§ **YOUR ASSIGNMENT**: Sort through the entries below and pull out lines containing the word "yellow".

§ **MATERIAL SUPPLIED**:
━━━

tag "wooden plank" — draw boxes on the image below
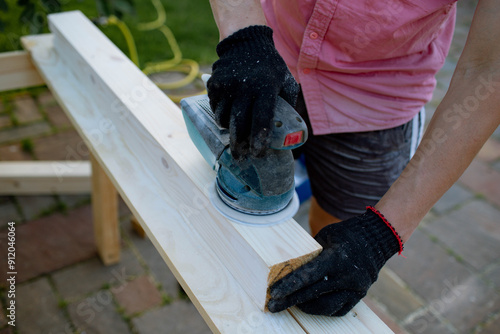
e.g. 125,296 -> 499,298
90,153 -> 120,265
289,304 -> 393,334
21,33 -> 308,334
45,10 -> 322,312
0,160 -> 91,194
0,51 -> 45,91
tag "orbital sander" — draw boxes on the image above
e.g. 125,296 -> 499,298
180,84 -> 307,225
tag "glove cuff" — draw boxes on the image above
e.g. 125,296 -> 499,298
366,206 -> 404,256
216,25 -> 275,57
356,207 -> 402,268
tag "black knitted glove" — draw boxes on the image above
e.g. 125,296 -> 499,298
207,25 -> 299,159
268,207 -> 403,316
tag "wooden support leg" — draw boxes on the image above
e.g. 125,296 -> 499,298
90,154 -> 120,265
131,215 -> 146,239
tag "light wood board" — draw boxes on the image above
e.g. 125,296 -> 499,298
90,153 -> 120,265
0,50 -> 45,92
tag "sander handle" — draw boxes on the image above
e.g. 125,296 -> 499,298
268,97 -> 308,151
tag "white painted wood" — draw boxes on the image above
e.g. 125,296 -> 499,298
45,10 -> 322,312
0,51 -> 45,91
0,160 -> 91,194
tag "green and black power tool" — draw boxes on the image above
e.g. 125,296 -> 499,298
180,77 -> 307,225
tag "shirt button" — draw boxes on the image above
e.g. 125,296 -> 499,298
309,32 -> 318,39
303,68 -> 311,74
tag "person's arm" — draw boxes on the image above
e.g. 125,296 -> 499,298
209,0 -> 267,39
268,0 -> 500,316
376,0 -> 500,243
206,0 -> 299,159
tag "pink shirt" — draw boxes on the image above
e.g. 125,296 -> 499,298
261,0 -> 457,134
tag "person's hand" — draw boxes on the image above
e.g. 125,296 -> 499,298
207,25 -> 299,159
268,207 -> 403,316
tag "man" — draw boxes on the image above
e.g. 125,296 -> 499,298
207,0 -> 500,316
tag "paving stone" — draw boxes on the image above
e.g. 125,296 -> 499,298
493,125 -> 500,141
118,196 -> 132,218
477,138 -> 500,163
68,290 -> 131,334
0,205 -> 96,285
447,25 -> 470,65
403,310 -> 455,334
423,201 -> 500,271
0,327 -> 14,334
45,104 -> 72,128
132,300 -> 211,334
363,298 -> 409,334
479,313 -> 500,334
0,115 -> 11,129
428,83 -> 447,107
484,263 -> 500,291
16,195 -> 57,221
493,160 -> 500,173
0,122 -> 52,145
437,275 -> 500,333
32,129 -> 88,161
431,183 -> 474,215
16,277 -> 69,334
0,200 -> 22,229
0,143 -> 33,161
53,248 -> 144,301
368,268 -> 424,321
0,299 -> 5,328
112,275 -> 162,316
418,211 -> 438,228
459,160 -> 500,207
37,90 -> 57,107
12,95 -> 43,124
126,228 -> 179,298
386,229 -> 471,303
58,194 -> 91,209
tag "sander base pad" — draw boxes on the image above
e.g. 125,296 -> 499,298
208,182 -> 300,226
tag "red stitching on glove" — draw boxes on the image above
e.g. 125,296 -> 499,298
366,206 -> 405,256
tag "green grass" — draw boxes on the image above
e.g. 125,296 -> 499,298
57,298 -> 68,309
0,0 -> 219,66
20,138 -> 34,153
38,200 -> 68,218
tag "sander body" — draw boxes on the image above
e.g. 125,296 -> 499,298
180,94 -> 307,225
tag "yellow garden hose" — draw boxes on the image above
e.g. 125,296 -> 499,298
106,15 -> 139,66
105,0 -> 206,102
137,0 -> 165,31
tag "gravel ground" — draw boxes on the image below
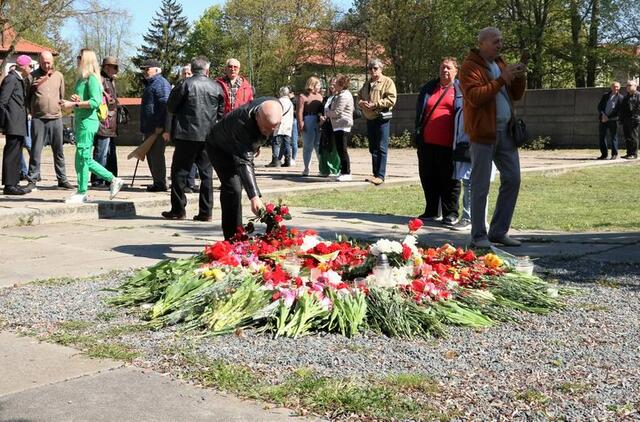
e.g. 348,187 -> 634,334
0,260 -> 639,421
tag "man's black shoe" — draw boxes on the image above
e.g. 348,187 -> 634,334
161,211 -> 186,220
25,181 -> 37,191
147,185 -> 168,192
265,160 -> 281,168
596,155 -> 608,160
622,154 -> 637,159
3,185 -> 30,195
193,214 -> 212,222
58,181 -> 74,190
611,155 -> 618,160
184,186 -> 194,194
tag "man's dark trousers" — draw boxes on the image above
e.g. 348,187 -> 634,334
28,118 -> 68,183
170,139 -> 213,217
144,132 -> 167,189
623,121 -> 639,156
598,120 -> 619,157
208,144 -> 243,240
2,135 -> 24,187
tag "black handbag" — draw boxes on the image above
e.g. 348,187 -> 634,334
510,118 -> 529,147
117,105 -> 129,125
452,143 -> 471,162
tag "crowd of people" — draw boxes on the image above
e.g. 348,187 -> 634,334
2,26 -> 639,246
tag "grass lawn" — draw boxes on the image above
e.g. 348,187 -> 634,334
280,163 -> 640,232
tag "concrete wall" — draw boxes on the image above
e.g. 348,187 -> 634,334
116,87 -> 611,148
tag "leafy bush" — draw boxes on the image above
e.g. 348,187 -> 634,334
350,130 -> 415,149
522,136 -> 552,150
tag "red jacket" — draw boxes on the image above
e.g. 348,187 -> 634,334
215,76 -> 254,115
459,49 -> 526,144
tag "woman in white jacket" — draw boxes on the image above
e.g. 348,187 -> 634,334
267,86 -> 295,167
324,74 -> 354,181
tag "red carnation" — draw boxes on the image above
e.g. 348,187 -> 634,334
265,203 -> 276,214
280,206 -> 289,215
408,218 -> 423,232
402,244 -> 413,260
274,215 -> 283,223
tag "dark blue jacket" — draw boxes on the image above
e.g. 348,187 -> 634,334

━━━

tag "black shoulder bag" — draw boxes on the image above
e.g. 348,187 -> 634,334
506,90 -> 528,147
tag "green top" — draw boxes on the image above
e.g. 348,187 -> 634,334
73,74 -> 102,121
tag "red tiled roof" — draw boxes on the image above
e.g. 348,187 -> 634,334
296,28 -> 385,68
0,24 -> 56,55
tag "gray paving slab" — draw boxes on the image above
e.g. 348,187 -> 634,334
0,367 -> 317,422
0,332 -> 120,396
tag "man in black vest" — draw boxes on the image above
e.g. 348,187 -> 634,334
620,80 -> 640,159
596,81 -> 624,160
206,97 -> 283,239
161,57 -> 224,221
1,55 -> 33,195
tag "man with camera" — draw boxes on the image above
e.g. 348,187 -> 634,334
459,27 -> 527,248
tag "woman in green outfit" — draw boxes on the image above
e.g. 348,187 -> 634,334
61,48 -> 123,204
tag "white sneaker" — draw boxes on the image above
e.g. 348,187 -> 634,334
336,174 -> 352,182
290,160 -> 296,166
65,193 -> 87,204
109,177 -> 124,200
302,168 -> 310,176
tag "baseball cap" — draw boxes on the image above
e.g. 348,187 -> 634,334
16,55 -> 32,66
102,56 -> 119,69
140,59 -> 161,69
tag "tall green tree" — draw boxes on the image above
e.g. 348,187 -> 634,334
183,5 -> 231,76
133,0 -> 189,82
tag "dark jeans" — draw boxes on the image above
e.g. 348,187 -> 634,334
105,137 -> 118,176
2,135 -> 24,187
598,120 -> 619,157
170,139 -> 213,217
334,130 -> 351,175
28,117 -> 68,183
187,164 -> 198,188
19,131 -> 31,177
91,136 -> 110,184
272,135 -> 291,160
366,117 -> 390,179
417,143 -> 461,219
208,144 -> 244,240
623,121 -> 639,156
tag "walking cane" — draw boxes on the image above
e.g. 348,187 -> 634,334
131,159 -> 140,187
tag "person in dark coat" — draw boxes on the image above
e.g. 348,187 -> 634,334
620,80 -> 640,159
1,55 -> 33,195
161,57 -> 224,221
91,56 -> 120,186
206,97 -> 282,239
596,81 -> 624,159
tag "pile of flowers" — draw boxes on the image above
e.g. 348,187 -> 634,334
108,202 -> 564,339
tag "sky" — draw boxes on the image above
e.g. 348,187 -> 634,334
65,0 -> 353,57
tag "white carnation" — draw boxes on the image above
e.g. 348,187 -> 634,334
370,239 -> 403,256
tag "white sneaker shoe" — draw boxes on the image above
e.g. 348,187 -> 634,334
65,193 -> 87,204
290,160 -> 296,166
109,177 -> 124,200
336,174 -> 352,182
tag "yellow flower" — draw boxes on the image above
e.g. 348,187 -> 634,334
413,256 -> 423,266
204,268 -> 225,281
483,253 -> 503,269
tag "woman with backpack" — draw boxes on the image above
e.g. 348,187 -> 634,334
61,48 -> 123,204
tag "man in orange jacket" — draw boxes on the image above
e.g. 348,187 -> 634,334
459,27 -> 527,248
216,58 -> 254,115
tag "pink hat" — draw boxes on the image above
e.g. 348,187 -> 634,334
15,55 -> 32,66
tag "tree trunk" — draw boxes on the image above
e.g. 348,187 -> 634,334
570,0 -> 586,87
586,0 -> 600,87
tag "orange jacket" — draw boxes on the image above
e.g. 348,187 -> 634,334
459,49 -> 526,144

━━━

§ **ANSWER TO THE EXERCISE**:
tag "yellow garden hose" — draw boxes on the image above
tag "yellow flower" — draw boxes on the image above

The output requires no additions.